# DIRECTIONS FOR THIS TASK
Only the lines from the one with "of the tree" through the end of the data are wanted, copied exactly.

[Collection entries]
--------------------------------------------------

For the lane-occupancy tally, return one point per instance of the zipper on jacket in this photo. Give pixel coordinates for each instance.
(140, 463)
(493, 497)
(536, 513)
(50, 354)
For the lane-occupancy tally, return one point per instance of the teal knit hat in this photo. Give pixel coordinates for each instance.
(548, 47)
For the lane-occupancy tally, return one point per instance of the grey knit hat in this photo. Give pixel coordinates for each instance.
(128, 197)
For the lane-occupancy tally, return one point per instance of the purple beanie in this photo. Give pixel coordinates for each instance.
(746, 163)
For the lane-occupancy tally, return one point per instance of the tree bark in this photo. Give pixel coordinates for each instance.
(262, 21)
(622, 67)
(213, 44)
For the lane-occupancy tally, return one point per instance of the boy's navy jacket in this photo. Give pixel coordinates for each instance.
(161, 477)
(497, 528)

--------------------------------------------------

# RESULT OF THIS TASK
For the lane-occupancy tally, return one point per instance of the tree bark in this photo. Give pixel coordinates for each instance.
(262, 21)
(622, 67)
(213, 44)
For the lane-occupancy tally, return one point per instance of the boy's navy jacket in this photo. Give pixel coordinates for each instance.
(161, 477)
(497, 528)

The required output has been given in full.